THE TASK: The full set of lines below has to be duplicated exactly, with no picture kept.

*** Begin section ***

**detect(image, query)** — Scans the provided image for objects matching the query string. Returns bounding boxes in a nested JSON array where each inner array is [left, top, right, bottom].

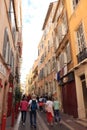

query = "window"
[[56, 58, 60, 72], [59, 53, 64, 69], [52, 56, 55, 70], [66, 42, 72, 63], [3, 28, 10, 64], [3, 28, 8, 61], [55, 36, 59, 49], [72, 0, 80, 10], [48, 60, 51, 74], [76, 23, 86, 53], [58, 24, 62, 42], [45, 64, 47, 77], [55, 0, 64, 21], [48, 40, 50, 52], [62, 11, 68, 35], [40, 54, 44, 64], [8, 0, 16, 43]]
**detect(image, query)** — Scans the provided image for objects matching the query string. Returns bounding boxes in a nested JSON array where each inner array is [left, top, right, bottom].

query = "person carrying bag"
[[28, 94, 38, 128]]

*** End section ***

EXERCISE RESULT:
**detect(image, query)** — Scans the provided image for objects matching the query string. Returns bounding boxes in a nested JSON array where each inner array is [left, top, right, bottom].


query = "window"
[[56, 58, 60, 72], [59, 53, 64, 69], [52, 56, 55, 70], [66, 42, 72, 63], [3, 28, 10, 64], [3, 28, 8, 61], [55, 36, 59, 49], [72, 0, 80, 10], [48, 60, 51, 74], [76, 23, 86, 53], [58, 24, 62, 42], [45, 64, 47, 77], [55, 0, 64, 21], [48, 40, 50, 52], [62, 11, 68, 35], [40, 54, 44, 64], [8, 0, 16, 43]]
**detect(image, query)** — Scans the provided image for objects matching the query string. Returns bounding boxes in a nested JSON array where each inner array is [left, top, right, bottom].

query = "person carrying bag"
[[28, 94, 38, 128]]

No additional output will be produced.